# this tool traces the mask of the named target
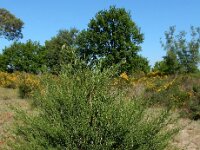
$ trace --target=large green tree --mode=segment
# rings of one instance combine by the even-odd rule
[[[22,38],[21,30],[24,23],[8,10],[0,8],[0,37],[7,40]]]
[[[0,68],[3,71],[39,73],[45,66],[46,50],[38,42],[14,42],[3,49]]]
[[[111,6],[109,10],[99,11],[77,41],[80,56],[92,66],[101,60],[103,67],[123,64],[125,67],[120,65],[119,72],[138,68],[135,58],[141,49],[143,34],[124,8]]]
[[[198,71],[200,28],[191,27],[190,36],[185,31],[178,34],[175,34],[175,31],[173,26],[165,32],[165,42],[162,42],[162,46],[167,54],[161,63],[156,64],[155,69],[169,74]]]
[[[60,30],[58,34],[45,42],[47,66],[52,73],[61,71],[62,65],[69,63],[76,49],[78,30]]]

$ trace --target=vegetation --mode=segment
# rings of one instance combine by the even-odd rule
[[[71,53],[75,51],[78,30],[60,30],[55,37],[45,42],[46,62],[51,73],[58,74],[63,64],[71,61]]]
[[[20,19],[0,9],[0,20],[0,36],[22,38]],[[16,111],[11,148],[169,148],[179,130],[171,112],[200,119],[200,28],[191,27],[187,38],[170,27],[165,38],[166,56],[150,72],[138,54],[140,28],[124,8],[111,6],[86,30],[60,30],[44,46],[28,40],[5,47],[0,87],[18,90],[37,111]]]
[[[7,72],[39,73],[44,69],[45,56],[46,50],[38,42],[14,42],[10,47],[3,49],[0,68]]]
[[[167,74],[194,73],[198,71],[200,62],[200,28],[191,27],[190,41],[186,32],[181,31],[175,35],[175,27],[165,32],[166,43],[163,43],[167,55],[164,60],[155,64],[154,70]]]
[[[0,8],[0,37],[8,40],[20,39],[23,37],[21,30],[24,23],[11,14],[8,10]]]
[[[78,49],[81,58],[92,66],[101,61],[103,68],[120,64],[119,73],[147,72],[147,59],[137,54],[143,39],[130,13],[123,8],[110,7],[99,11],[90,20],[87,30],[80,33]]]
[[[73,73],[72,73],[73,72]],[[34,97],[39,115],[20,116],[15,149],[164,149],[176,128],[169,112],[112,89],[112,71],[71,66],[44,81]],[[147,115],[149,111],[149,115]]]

......

PROBLEM DESCRIPTION ▸
Reproduce all of the items above, substituting "tall green tree" for "large green tree" and leaving everything else unchanged. Omit the pictures from your answer.

THE RESULT ▸
# this tool traces the mask of the named target
$ trace --target=tall green tree --mode=segment
# rings of one instance combine by the even-odd rule
[[[22,38],[21,30],[24,23],[8,10],[0,8],[0,37],[7,40]]]
[[[0,68],[3,71],[39,73],[45,66],[46,50],[38,42],[14,42],[3,49]]]
[[[111,6],[109,10],[99,11],[77,41],[80,56],[92,66],[101,60],[103,67],[123,64],[125,67],[120,65],[119,72],[138,68],[135,58],[141,49],[143,34],[124,8]]]
[[[198,71],[200,28],[191,27],[190,36],[185,31],[178,34],[175,34],[175,31],[173,26],[165,32],[165,42],[162,42],[162,46],[167,54],[161,63],[156,64],[155,69],[169,74]]]
[[[60,30],[58,34],[45,42],[47,66],[52,73],[61,71],[62,65],[69,63],[76,49],[78,30]]]

$ trace --target=vegetation --mode=segment
# rings of one instance combine by the even-odd rule
[[[71,53],[75,51],[78,30],[60,30],[55,37],[45,42],[46,62],[51,73],[58,74],[63,64],[71,61]]]
[[[20,19],[0,9],[0,20],[0,36],[22,38]],[[16,111],[11,148],[169,148],[179,130],[171,112],[200,119],[200,28],[191,27],[187,38],[170,27],[165,38],[166,56],[150,72],[138,54],[140,28],[124,8],[111,6],[86,30],[60,30],[44,46],[28,40],[5,47],[0,87],[18,90],[37,111]]]
[[[7,72],[39,73],[44,69],[45,56],[46,50],[38,42],[14,42],[10,47],[3,49],[0,68]]]
[[[167,74],[194,73],[198,71],[200,62],[200,28],[191,27],[190,41],[186,32],[181,31],[175,35],[175,27],[165,32],[166,43],[163,43],[167,55],[164,60],[155,64],[154,70]]]
[[[0,8],[0,37],[8,40],[20,39],[23,37],[21,30],[24,23],[11,14],[8,10]]]
[[[78,49],[81,58],[92,66],[101,61],[103,68],[120,64],[119,73],[147,72],[147,59],[137,54],[143,39],[130,13],[123,8],[110,7],[99,11],[90,20],[87,30],[80,33]]]
[[[73,73],[72,73],[73,72]],[[34,97],[39,115],[20,116],[15,149],[164,149],[176,128],[169,112],[112,89],[112,71],[71,66],[44,81]],[[147,115],[149,111],[149,115]]]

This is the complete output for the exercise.